*To-do list*:
#1 In the forum thread about raw feeding, what did the first poster go back to after trying whole tripe?
#2 Reproduce the passage of the forum thread starting with "My issue is" and going on through "(Oct 14, 2011)".

*Source document*:

___

My issue is for the extra £2 or £3 i'd rather get it minced. I tried whole tripe, nearly vommited gone back to minced tripe.


----------



## LisaZonda (Oct 14, 2011)

Kivasmum said:


> I think I'm with lexi on that one!  ha ha maybe tripe chunks, but thats my limit
> 
> Took a little video of kiva eating her carcass tonight
> 
> ...


Could you ask Kiva to have word with Nikita and explain that she is meant to keep the food on her own feeding towel!...Nikita never does, she feels the need to wander around the house dropping her raw chicken in as many places as possible....my rug, my sofa, even on my slippers! 
She just won't stay put with it....she is determined not to keep it on her towel


----------



## Shrap (Nov 22, 2010)

LisaZonda said:


> Could you ask Kiva to have word with Nikita and explain that she is meant to keep the food on her own feeding towel!...Nikita never does, she feels the need to wander around the house dropping her raw chicken in as many places as possible....my rug, my sofa, even on my slippers!

___

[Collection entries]
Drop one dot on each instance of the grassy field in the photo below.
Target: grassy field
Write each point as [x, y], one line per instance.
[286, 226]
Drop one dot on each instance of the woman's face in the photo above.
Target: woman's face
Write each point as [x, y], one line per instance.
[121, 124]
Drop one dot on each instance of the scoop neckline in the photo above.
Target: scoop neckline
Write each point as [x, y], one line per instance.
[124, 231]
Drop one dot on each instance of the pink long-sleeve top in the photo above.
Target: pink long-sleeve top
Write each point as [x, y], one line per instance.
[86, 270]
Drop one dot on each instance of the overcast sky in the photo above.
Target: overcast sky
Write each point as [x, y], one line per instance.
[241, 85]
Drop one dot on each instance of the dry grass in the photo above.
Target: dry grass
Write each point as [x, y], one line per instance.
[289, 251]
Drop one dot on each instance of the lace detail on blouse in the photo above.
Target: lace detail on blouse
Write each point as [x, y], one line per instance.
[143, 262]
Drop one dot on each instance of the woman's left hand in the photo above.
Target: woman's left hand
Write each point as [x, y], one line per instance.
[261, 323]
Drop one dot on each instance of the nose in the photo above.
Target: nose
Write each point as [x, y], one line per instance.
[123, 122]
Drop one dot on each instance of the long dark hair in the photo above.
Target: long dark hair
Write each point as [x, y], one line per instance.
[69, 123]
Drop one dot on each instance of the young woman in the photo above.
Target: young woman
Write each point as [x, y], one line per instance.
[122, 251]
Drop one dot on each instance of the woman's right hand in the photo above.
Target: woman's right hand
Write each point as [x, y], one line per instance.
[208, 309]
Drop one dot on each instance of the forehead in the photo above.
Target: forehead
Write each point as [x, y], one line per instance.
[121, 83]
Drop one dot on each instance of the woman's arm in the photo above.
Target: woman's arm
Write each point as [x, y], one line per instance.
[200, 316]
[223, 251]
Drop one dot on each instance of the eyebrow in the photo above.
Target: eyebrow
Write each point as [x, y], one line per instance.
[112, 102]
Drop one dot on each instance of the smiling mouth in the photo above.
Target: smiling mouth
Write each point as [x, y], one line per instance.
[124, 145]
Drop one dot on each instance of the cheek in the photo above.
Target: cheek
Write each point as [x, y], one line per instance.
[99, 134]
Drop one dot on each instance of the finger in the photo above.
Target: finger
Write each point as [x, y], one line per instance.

___

*List of solutions*:
#1 Minced tripe.

#2
My issue is for the extra £2 or £3 i'd rather get it minced. I tried whole tripe, nearly vommited gone back to minced tripe.


----------



## LisaZonda (Oct 14, 2011)